*Document passage:*

[Start of Attachment]

The St. Johns County School Board voted unanimously Tuesday to push back the start of the school year until August 31, citing concerns related to the coronavirus and the upcoming Republican National Convention in Jacksonville.
The delayed start date means the school year will now end on June 16, 2021.
“It’s not compressing the year,” Superintendent Tim Forson explained during Tuesday’s special school board meeting. “It’s fully meeting the instructional minutes that students need to have with their teacher.”
Forson said the spread of the coronavirus was the main reason the school district wanted to push the start date back.
“It gives a significant amount of time to hopefully see an improvement in the virus,” he said. “To be honest, you get to the end of August, it may look just the way it looks now.”
But, he said, he has no intention of making any additional changes to the school calendar.
If conditions are similar or worse, rather than delay the start date again, Forson said the district would likely consider a virtual start in place of in-person classes, or some combination of the two.
But District 5 member and vice chair Patrick Canan worries that a virtual start is out of the question at the moment, due to a recent directive from Florida Commissioner of Education Richard Corcoran, which requires schools to reopen buildings for in-person classes in August.
“I do believe in my heart that it's not the politicians we should listen to, it's the scientists, and that we should decide, hopefully as a community, what's best for us. And I'm hoping that we get that opportunity from Tallahassee,” Canan said.
Another factor in this decision was the Republican National Convention, scheduled to be held in Jacksonville on August 24 through 27.

[End of Attachment]

*Listed entries:*
[Start of Attachment]

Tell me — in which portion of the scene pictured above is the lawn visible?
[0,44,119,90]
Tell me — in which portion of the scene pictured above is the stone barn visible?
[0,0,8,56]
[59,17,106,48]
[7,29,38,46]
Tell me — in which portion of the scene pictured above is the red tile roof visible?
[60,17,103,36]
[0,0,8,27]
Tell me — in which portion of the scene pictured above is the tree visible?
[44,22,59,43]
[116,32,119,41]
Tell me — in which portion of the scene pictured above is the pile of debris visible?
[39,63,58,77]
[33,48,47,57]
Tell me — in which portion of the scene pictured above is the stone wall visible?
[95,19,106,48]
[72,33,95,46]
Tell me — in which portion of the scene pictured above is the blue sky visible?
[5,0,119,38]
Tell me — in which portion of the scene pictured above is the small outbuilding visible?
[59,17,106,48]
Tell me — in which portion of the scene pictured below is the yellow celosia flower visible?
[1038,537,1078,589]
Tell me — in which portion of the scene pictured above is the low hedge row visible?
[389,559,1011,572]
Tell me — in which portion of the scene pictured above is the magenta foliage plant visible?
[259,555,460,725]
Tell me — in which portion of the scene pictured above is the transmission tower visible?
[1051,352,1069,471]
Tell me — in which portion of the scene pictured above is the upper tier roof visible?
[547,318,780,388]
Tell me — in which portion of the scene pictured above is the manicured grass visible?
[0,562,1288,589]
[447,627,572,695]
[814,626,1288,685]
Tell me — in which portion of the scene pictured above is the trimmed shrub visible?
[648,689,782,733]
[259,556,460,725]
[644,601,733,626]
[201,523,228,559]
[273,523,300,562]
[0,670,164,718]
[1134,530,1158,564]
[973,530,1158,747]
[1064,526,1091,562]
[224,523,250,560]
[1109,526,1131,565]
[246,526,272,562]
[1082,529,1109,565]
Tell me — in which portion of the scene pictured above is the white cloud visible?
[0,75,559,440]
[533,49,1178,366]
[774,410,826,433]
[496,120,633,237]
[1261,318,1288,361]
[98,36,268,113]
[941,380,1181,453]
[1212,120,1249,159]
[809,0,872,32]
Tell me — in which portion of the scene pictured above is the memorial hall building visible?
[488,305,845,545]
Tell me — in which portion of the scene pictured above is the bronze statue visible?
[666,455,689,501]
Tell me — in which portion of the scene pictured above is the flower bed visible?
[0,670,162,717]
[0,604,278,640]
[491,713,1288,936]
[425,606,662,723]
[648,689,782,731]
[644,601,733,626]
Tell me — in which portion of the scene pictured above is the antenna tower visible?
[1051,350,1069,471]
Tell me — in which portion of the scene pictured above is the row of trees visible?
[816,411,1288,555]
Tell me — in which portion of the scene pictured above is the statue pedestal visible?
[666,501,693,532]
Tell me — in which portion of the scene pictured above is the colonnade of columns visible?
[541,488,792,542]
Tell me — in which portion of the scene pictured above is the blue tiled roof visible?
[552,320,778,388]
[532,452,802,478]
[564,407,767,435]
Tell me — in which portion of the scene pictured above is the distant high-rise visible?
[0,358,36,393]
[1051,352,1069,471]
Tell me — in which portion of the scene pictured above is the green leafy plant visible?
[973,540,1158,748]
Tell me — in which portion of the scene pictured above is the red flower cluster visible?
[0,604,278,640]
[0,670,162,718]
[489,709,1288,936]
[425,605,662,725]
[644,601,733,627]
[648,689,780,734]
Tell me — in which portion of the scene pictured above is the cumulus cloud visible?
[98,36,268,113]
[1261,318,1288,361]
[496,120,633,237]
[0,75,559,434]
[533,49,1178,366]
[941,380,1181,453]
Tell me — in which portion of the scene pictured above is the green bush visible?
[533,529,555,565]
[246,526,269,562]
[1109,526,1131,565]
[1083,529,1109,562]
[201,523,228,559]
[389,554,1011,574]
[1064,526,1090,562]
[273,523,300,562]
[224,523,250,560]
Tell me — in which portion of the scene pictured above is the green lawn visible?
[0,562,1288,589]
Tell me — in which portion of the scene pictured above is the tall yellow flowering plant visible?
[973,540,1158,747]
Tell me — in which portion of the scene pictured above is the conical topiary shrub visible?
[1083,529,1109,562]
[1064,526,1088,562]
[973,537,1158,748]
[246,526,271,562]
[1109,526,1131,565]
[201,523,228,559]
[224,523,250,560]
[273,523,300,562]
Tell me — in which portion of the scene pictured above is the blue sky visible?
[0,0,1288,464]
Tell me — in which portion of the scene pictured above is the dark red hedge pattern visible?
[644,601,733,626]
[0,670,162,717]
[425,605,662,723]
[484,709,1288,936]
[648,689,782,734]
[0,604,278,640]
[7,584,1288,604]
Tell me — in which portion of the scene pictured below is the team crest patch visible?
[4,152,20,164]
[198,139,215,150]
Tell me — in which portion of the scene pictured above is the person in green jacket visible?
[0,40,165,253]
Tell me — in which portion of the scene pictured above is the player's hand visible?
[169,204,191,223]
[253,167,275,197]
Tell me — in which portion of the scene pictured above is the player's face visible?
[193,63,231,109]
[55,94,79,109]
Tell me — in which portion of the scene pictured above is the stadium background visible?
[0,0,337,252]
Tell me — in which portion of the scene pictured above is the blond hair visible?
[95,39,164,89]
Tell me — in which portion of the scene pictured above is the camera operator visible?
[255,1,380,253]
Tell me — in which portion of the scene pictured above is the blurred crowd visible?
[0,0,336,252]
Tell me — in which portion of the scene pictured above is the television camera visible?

[End of Attachment]

*Task set:*
(a) Could you shorten the paragraph of the school start article that begins "But District 5 member" while keeping its main facts?
(b) Would you reproduce the school start article from "The delayed start" up to and including "the school calendar."?

*Solutions to the tasks:*
(a) District 5 member and vice chair Patrick Canan fears a virtual start isn't possible for now. Florida Commissioner of Education Richard Corcoran recently directed schools to reopen buildings for in-person classes in August.

(b)
The delayed start date means the school year will now end on June 16, 2021.
“It’s not compressing the year,” Superintendent Tim Forson explained during Tuesday’s special school board meeting. “It’s fully meeting the instructional minutes that students need to have with their teacher.”
Forson said the spread of the coronavirus was the main reason the school district wanted to push the start date back.
“It gives a significant amount of time to hopefully see an improvement in the virus,” he said. “To be honest, you get to the end of August, it may look just the way it looks now.”
But, he said, he has no intention of making any additional changes to the school calendar.